• RECORDS FOR THE TASK:

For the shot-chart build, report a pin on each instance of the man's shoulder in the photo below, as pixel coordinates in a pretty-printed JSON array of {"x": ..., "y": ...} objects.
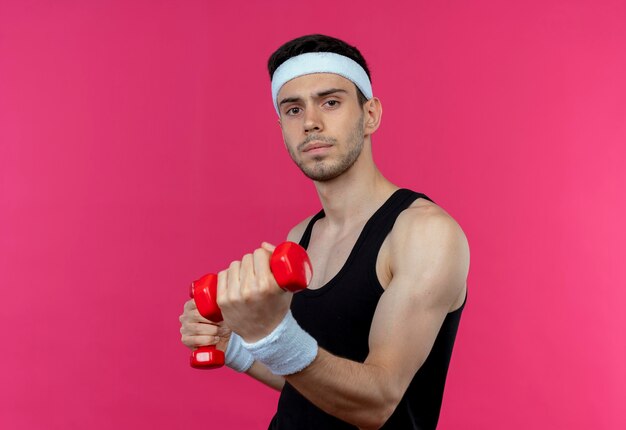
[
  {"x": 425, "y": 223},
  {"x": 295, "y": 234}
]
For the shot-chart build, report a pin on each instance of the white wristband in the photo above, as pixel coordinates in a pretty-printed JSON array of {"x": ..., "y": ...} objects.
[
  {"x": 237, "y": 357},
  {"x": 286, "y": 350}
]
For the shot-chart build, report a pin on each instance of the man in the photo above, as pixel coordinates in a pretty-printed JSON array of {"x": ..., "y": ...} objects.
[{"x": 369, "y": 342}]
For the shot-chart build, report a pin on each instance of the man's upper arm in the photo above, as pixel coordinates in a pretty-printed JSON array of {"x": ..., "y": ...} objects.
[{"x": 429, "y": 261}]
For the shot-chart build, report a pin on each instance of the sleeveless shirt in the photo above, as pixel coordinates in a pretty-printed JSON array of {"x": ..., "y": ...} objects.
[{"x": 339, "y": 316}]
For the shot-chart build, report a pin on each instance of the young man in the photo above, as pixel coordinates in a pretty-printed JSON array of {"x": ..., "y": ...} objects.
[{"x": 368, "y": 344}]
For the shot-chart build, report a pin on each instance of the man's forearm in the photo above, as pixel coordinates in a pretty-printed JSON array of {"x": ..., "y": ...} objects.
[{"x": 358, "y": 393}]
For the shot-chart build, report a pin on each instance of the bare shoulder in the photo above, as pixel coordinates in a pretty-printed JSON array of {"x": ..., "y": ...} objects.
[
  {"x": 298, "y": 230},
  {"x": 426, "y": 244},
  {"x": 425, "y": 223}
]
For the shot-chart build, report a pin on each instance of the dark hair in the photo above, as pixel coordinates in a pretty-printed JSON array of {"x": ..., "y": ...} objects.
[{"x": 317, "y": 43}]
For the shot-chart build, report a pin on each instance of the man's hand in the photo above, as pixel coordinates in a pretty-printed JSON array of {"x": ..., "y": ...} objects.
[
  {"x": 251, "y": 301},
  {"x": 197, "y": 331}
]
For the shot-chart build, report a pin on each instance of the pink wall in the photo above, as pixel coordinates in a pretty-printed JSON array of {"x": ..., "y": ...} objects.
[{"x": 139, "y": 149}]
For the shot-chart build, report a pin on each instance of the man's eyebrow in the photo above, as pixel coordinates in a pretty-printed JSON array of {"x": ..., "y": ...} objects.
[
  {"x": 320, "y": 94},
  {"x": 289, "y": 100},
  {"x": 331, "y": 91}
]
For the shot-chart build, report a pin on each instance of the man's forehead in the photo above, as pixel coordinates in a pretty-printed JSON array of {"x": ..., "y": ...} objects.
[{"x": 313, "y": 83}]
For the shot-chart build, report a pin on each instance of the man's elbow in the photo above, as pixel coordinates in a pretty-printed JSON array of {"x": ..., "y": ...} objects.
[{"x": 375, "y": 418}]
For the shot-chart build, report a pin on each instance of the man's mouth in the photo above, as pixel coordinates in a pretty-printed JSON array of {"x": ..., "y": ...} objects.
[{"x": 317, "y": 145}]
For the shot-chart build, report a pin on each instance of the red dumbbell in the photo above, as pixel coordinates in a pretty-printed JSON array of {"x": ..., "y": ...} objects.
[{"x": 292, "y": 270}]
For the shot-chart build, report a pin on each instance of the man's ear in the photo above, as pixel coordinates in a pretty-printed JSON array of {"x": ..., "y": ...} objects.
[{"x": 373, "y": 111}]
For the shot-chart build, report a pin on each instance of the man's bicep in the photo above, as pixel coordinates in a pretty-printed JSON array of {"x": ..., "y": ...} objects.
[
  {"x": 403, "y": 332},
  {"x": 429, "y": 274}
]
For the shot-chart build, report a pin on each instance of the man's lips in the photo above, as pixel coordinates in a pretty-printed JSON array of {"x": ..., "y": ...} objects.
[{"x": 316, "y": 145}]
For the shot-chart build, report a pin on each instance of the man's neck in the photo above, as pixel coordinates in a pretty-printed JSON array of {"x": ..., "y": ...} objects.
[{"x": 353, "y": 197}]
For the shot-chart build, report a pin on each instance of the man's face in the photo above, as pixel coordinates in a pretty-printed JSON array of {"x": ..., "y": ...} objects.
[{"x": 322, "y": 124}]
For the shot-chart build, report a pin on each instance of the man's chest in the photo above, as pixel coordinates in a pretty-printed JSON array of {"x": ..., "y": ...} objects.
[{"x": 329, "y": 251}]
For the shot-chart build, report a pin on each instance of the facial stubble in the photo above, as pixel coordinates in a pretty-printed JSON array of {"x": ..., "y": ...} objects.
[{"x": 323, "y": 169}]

• WORK REQUEST:
Exactly as they appear above, write out all the entries, without pictures.

• WRITTEN ANSWER:
For the shot-chart build, report a pin on each instance of the man's shoulder in the photo below, as pixel coordinates in a pretty-printed JSON array of {"x": ..., "y": ...} objects.
[
  {"x": 425, "y": 223},
  {"x": 295, "y": 234}
]
For the shot-chart build, report a pin on each instance of the white wristband in the photo above, as pixel coordinates in a pretty-printed JSON array of {"x": ..., "y": ...} objects.
[
  {"x": 237, "y": 357},
  {"x": 286, "y": 350}
]
For the shot-chart build, report a pin on each instance of the man in the photo above, as pixel coordinates in a pretty-printed JSON array of {"x": ..., "y": ...} objects.
[{"x": 369, "y": 342}]
For the shot-chart build, report a pin on each instance of the man's upper arm in the photo above, as pixel coordinates in a pretty-printed JSON array of {"x": ..., "y": ...} objects.
[{"x": 429, "y": 261}]
For the shot-chart build, report a pin on each instance of the sleeveless shirt in the photo above, as pixel coordinates in a pretty-printed JSON array of {"x": ..., "y": ...} objects.
[{"x": 339, "y": 316}]
For the shot-chart build, report a pin on each instance of the young man in the photo above, as pixel coordinates in a pretty-printed JSON array of {"x": ..., "y": ...} objects.
[{"x": 368, "y": 344}]
For the shot-chart build, report a pin on each instance of the man's forearm in the photo above, as pixel coordinates in a pretty-printed JSON array of {"x": ..., "y": ...} objects.
[{"x": 358, "y": 393}]
For the shot-chart build, report a pin on each instance of the bare shoulder in the photo above, as pixel coordinates in a pretty-printed JSON array of {"x": ..., "y": ...} objects.
[
  {"x": 298, "y": 230},
  {"x": 426, "y": 244},
  {"x": 425, "y": 223}
]
For the shot-chart build, report a pin on each instance of the dark hair in the photo above, as pixel coordinates in a pretty-printed JSON array of {"x": ..., "y": ...} objects.
[{"x": 317, "y": 43}]
For the shot-chart build, report a pin on each instance of the man's hand in the photo above, as pixel coordinates in a pretty-printed JSON array of {"x": ..., "y": ...} objects.
[
  {"x": 251, "y": 301},
  {"x": 197, "y": 331}
]
For the shot-chart build, report a pin on each instance of the pink wall in the photo above, as pixel coordinates in a pretty-printed JSON array of {"x": ..., "y": ...} objects.
[{"x": 139, "y": 149}]
For the shot-chart build, report a pin on each instance of the man's eyebrow in the photo above, as pixel coordinates in a pretty-printed JSON array of {"x": ..., "y": ...} objects.
[
  {"x": 320, "y": 94},
  {"x": 289, "y": 100},
  {"x": 331, "y": 91}
]
For the shot-chart build, report a pin on each instance of the man's forehead in the photo above, as pixel coordinates in a pretty-printed JSON array of {"x": ..., "y": ...} objects.
[{"x": 313, "y": 83}]
For the shot-chart build, report a pin on each instance of the man's elbow in the photo above, as pixel coordinates in a pretty-printed JSON array of {"x": ..., "y": ...} objects.
[{"x": 375, "y": 418}]
For the shot-chart build, report a pin on each instance of the man's mouth in the photo above, as pixel coordinates in a pretty-printed JSON array of {"x": ..., "y": ...} objects.
[{"x": 317, "y": 145}]
For the shot-chart build, report a pin on each instance of the red dumbbell in the photo above, as pixel coordinates in a pretty-printed JSON array of {"x": ..., "y": ...} objects.
[{"x": 292, "y": 270}]
For the shot-chart build, report a pin on each instance of the man's ear in the photo above, as pixel coordinates in a pretty-printed JSON array of {"x": ..., "y": ...} objects.
[{"x": 373, "y": 111}]
For the shot-chart build, report a pin on each instance of the man's bicep in the photo above, as pixel coordinates in a pretty-printed JSON array of {"x": ..., "y": ...} objects.
[
  {"x": 403, "y": 332},
  {"x": 429, "y": 274}
]
For the shot-chart build, report a pin on each instance of the man's lips in the photo above, as pixel coordinates in a pretty-printed JSON array of {"x": ..., "y": ...} objects.
[{"x": 316, "y": 145}]
For the shot-chart build, report a pin on each instance of the man's neck in the photo above, as pixel coordinates in a pretty-printed JSON array of {"x": ..., "y": ...} objects.
[{"x": 353, "y": 197}]
For the shot-chart build, report a pin on each instance of the man's face in the photo above, as pixel coordinates in a pretty-printed JSON array of {"x": ..., "y": ...} objects.
[{"x": 322, "y": 124}]
For the shot-chart build, report a pin on each instance of the man's chest in the photo above, as pixel coordinates in a pretty-printed JSON array of {"x": ..., "y": ...} objects.
[{"x": 329, "y": 251}]
For the shot-chart build, report a pin on each instance of the facial stubble in the photo above, as pixel coordinates in a pretty-printed JSON array of {"x": ..., "y": ...} objects.
[{"x": 323, "y": 169}]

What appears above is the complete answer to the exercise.